ENTRIES SHOWN:

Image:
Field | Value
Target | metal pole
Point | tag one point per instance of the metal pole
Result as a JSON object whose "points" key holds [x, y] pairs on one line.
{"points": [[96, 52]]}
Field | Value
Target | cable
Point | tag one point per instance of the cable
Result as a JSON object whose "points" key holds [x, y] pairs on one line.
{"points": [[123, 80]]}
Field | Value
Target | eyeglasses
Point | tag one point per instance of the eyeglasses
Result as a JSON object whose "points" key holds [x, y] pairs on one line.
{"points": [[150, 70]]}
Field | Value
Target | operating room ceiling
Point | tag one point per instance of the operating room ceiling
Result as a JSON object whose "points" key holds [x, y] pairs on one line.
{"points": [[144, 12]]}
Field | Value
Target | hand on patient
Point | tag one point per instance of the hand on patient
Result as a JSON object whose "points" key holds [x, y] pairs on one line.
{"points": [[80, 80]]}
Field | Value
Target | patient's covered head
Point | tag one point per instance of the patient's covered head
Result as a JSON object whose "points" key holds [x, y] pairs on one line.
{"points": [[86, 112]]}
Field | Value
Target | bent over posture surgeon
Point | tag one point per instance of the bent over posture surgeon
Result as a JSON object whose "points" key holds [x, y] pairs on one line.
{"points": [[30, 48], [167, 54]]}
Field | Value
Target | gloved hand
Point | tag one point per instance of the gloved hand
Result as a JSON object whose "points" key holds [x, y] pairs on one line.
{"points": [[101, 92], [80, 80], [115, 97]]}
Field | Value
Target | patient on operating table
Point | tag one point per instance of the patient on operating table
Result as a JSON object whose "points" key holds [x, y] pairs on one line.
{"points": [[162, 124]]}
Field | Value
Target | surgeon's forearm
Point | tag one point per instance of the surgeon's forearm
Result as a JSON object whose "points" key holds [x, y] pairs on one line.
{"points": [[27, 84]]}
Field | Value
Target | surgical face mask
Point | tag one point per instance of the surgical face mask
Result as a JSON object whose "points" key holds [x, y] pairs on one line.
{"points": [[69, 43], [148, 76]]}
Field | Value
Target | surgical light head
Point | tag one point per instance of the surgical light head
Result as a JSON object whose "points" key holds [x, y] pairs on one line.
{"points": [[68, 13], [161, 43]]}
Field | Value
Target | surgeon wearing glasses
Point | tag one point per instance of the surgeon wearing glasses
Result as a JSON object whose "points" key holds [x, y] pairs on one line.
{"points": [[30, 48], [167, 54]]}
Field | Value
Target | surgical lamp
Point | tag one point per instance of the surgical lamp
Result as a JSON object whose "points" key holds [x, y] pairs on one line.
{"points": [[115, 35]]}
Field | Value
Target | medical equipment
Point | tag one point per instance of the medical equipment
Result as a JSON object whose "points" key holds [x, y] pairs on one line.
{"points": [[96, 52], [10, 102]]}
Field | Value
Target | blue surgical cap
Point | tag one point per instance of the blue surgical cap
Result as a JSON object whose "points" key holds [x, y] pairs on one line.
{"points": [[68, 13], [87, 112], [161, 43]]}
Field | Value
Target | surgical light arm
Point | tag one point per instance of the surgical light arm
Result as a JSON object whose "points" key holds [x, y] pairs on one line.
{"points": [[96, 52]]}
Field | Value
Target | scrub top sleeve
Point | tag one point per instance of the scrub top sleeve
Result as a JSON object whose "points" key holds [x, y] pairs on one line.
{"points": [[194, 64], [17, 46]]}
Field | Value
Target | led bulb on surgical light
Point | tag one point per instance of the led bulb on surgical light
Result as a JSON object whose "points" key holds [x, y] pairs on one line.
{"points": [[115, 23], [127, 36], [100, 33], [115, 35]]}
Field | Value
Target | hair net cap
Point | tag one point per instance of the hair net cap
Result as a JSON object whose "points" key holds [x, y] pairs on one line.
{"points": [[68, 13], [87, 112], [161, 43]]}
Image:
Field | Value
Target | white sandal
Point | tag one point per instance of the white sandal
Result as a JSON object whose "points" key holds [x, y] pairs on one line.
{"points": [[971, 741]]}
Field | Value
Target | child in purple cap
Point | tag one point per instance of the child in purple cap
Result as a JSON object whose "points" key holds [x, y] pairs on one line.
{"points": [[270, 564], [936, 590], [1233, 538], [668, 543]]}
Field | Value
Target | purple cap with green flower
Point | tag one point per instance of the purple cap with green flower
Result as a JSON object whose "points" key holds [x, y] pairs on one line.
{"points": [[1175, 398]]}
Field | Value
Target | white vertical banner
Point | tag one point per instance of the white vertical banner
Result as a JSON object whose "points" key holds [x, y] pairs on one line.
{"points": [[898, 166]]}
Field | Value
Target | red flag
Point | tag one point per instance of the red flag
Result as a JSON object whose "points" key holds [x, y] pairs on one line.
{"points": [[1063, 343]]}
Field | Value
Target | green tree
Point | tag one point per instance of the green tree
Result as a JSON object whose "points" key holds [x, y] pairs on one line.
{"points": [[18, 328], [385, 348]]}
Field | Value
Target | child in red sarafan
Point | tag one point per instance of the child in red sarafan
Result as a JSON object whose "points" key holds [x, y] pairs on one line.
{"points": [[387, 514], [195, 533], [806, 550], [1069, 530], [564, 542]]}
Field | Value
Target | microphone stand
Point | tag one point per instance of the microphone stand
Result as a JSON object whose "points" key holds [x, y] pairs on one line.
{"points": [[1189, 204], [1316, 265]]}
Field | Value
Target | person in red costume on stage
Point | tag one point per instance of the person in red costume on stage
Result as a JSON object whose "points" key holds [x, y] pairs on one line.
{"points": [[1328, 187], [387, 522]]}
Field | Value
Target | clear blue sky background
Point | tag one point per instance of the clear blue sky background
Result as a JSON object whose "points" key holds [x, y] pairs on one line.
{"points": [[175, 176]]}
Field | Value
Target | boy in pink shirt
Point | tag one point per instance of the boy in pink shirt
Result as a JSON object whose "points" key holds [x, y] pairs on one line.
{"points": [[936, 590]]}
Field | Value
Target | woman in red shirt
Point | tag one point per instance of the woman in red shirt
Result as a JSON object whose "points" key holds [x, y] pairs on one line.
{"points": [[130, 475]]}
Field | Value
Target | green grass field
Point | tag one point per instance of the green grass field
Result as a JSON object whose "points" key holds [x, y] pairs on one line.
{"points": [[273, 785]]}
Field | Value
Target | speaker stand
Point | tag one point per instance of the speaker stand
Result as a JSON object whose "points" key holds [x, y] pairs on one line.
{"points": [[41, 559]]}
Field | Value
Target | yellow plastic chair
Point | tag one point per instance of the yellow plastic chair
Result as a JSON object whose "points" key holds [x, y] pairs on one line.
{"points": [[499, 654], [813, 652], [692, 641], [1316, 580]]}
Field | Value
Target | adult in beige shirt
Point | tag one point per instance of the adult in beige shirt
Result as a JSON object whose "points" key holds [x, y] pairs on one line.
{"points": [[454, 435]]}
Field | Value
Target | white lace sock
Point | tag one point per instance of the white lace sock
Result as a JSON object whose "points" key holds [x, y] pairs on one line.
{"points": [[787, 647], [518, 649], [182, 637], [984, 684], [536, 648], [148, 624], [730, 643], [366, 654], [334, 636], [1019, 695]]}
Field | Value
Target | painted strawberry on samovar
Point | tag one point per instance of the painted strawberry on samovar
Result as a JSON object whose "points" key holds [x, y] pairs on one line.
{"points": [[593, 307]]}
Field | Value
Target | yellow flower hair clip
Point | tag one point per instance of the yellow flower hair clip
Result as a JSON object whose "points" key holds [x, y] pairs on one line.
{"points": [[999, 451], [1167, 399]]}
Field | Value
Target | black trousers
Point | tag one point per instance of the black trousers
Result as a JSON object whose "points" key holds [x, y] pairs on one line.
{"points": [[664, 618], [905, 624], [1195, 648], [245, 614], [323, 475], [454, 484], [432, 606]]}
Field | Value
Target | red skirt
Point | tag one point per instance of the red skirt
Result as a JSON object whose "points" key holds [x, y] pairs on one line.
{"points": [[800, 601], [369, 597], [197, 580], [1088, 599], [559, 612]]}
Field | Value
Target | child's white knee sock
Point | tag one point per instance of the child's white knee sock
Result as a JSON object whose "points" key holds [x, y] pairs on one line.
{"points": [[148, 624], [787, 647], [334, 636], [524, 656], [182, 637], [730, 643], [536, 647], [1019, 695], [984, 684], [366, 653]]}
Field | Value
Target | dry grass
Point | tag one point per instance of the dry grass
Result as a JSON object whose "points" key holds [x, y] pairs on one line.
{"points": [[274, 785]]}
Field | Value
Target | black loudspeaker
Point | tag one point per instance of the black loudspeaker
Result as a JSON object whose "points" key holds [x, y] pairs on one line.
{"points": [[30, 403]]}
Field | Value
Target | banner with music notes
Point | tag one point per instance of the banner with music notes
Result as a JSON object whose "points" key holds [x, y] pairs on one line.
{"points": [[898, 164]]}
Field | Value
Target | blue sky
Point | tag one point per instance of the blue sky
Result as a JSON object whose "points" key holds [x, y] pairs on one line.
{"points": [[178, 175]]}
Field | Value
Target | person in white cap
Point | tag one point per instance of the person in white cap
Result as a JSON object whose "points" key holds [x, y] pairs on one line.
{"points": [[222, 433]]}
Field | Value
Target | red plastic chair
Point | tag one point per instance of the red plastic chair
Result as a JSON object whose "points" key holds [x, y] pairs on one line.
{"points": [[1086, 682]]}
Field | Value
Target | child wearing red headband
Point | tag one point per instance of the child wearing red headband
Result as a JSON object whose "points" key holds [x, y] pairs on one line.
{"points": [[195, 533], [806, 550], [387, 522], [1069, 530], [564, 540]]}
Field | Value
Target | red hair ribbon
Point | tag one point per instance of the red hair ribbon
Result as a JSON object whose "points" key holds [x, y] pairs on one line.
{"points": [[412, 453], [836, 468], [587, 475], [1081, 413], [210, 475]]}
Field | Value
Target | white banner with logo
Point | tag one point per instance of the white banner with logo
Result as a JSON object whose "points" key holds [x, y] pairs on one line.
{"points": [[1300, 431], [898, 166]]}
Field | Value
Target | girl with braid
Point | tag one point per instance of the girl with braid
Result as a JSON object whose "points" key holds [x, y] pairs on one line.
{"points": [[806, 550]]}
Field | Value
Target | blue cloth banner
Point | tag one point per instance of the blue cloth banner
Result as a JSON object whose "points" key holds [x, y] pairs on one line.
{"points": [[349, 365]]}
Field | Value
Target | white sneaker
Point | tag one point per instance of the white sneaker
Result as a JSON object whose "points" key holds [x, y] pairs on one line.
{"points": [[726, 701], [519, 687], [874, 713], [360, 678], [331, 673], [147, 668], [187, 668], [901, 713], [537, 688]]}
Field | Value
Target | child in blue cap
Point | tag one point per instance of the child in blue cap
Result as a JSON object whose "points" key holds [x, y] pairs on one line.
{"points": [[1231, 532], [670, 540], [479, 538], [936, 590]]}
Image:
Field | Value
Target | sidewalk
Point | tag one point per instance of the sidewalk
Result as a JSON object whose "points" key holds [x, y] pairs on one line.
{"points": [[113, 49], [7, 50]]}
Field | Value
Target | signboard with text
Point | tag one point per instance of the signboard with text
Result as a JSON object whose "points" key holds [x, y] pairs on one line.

WHAT YOU ARE ASKED TO DO: Nothing but the exact lines from the start of the material through the line holding "Point | tag one point per instance of the hand", both included, belongs in the answer.

WRITTEN REPLY:
Image:
Field | Value
Target | metal pole
Point | tag one point per instance of the metal pole
Result as a JSON object whose "points" key holds [x, y] pairs on one line.
{"points": [[96, 52]]}
Field | Value
Target | cable
Point | tag one point per instance of the cable
Result as a JSON object whose "points" key holds [x, y] pairs on one line.
{"points": [[123, 80]]}
Field | Value
Target | eyeglasses
Point | tag one point per instance of the eyeglasses
Result as a JSON object whose "points" key holds [x, y] pairs on one line.
{"points": [[150, 70]]}
Field | Value
Target | operating room ceiling
Point | tag one point per instance of the operating room ceiling
Result as a JSON object whose "points" key holds [x, y] pairs on one line.
{"points": [[144, 12]]}
Field | Value
Target | hand on patient
Point | tag one point per instance of the hand on patient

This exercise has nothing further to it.